Items from a labeling collection:
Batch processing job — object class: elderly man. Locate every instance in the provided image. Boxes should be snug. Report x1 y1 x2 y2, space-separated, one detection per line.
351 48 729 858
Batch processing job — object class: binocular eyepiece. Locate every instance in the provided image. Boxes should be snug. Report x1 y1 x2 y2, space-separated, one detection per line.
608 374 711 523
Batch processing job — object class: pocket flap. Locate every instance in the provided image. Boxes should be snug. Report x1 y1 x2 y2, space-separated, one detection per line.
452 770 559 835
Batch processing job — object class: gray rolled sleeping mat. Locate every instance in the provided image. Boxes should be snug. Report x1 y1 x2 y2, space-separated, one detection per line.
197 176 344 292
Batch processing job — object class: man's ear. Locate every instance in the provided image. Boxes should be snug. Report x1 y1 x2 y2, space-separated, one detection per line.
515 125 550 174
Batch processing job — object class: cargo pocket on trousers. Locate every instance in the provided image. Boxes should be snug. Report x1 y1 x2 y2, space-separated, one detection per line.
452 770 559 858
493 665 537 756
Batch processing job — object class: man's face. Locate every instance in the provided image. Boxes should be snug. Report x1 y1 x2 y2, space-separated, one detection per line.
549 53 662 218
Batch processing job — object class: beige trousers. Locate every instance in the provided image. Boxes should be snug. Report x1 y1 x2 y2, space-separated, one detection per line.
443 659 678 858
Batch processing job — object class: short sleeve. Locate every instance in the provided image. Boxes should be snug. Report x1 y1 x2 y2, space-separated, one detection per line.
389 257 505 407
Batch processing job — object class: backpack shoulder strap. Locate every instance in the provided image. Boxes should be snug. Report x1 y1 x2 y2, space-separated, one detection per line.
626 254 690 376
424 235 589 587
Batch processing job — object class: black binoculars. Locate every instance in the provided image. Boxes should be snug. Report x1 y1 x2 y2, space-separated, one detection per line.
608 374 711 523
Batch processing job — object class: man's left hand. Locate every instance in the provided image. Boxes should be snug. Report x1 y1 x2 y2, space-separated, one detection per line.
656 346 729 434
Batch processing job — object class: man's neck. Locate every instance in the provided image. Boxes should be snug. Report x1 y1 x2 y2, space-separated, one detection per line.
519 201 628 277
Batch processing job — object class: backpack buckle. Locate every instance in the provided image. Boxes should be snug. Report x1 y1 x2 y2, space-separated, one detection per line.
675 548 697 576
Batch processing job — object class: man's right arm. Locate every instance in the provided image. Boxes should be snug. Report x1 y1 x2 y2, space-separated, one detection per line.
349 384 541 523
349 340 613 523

TASK OBJECTIVE
Copy the lines above over again word for word.

CORRECT OUTPUT
Batch processing job — object class: elderly man. Locate every instance in the provided image. Boxes should be snug. Report x1 y1 x2 y2, space-separated, one detection per line.
351 48 729 858
Batch processing job — object class: binocular eyepiece. Locate every instance in the provided image. Boxes should be snug. Report x1 y1 x2 y2, space-separated, one detection per line.
608 374 711 523
Batch processing job — object class: pocket flap. Locate every instance in the provided image. Boxes should be snug. Report x1 y1 x2 y2, space-separated, one detection per line.
452 770 559 835
Batch processing job — object class: gray rolled sleeping mat. Locate every instance in the provided image. Boxes should be snug. Report x1 y1 x2 y2, space-separated, one detection per line.
197 176 344 292
Batch processing job — object class: man's ear. Locate every instance in the provided image. Boxes should be snug. Report x1 y1 x2 y2, space-separated, one detection per line.
515 125 550 174
Batch processing job — object class: cargo pocket on trousers. Locate every instance in the provided image. Boxes should be snug. Report x1 y1 x2 y2, space-separated, one detection per line.
452 770 559 858
493 665 537 756
Batch processing job — object class: man's face. Locate every instance in the provided image. Boxes should be snug. Report x1 y1 x2 y2, space-separated, one detection per line.
549 53 662 218
Batch processing job — object class: beige trousers. Locate every instance in the provided image. Boxes should be snug. Report x1 y1 x2 y2, space-separated, one detection per line.
443 659 678 858
Batch processing job — object class: short sleeve. Locate every instance in the provided image. Boxes should be snug. Report x1 y1 x2 y2, space-separated, one detection per line.
389 257 505 407
Batch processing job — object class: backpack shoulder strap. Locate every instance in the provided image. Boxes should be snug. Report x1 y1 x2 y2, space-separated, one detection per line.
626 254 690 376
424 235 589 587
Batch processing job — object class: black binoculars. Locate every instance in the provided image. Boxes should be snug. Report x1 y1 x2 y2, space-separated, one detection per line.
608 374 711 523
Batch processing job — object class: man's left hand. Locate every instance in the provided image. Boxes should be snug. Report x1 y1 x2 y2, space-separated, one detection per line.
656 346 729 434
Batch processing job — object class: man's neck. Locate every instance in the provided image. Boxes should be snug. Report x1 y1 x2 y2, space-separated, one detection per line.
519 201 628 277
Batch processing job — object class: backpack buckle. Locate every instance in the provided image. Boxes should be snug. Report x1 y1 x2 y2, space-separated, one detection per line.
675 548 697 576
Batch processing job — object class: man's right arm. Locate every instance in the provided image. Boxes should be snug. Report x1 y1 x2 y2, space-separated, one detection per line.
349 384 541 523
349 340 613 523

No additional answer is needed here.